→ **What the task requires**: Pick out each line of the material that contains the string "window", and copy those lines.

Photo labels with boxes:
○ ○ ○

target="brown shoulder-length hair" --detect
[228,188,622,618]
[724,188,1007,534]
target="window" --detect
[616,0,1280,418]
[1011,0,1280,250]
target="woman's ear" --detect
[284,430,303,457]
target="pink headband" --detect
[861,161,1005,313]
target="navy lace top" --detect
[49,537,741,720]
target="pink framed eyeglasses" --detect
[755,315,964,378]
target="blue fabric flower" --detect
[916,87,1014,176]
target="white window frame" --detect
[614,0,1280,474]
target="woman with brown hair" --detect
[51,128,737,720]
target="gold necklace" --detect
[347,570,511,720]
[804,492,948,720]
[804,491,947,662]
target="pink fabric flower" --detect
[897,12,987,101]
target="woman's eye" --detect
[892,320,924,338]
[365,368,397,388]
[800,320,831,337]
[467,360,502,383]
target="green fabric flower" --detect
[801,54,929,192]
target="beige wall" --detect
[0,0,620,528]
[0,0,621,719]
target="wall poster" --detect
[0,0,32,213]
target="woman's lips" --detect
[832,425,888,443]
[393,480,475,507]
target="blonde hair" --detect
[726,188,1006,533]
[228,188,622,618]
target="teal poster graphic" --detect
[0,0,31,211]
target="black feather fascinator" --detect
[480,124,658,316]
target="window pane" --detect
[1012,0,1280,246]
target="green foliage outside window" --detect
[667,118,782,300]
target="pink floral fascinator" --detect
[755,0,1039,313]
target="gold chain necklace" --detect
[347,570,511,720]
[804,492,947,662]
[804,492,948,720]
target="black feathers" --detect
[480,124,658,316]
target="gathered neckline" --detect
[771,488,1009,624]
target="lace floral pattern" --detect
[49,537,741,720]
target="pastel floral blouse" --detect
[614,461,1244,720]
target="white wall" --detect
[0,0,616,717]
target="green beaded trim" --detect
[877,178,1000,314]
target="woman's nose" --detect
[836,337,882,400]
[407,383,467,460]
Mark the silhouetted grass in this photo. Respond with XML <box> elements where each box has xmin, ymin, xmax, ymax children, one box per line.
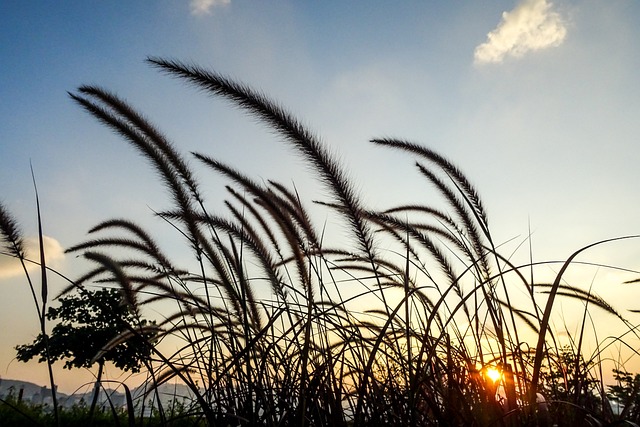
<box><xmin>0</xmin><ymin>58</ymin><xmax>636</xmax><ymax>426</ymax></box>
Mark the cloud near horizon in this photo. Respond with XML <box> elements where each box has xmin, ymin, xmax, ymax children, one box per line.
<box><xmin>474</xmin><ymin>0</ymin><xmax>567</xmax><ymax>64</ymax></box>
<box><xmin>0</xmin><ymin>236</ymin><xmax>64</xmax><ymax>279</ymax></box>
<box><xmin>189</xmin><ymin>0</ymin><xmax>231</xmax><ymax>15</ymax></box>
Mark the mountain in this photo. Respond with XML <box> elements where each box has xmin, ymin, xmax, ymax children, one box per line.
<box><xmin>0</xmin><ymin>379</ymin><xmax>193</xmax><ymax>407</ymax></box>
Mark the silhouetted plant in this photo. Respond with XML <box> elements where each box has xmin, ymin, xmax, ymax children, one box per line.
<box><xmin>2</xmin><ymin>58</ymin><xmax>635</xmax><ymax>426</ymax></box>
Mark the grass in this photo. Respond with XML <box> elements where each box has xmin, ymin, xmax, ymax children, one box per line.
<box><xmin>0</xmin><ymin>58</ymin><xmax>640</xmax><ymax>426</ymax></box>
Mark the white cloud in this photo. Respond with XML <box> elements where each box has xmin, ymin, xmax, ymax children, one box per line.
<box><xmin>0</xmin><ymin>236</ymin><xmax>64</xmax><ymax>279</ymax></box>
<box><xmin>474</xmin><ymin>0</ymin><xmax>567</xmax><ymax>64</ymax></box>
<box><xmin>189</xmin><ymin>0</ymin><xmax>231</xmax><ymax>15</ymax></box>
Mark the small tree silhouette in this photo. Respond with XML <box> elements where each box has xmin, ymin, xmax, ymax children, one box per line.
<box><xmin>16</xmin><ymin>288</ymin><xmax>153</xmax><ymax>413</ymax></box>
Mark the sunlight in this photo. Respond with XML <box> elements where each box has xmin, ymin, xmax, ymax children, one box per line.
<box><xmin>484</xmin><ymin>366</ymin><xmax>502</xmax><ymax>383</ymax></box>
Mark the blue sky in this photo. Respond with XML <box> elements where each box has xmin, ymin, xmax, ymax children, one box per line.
<box><xmin>0</xmin><ymin>0</ymin><xmax>640</xmax><ymax>390</ymax></box>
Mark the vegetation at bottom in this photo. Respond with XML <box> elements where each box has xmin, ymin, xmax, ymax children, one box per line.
<box><xmin>0</xmin><ymin>58</ymin><xmax>640</xmax><ymax>426</ymax></box>
<box><xmin>0</xmin><ymin>396</ymin><xmax>206</xmax><ymax>427</ymax></box>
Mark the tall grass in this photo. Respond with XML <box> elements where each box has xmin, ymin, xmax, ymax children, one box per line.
<box><xmin>3</xmin><ymin>58</ymin><xmax>636</xmax><ymax>426</ymax></box>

○ ○ ○

→ **Result**:
target="window" --detect
target="white window frame" --detect
target="window pane" --detect
target="green foliage outside window" --detect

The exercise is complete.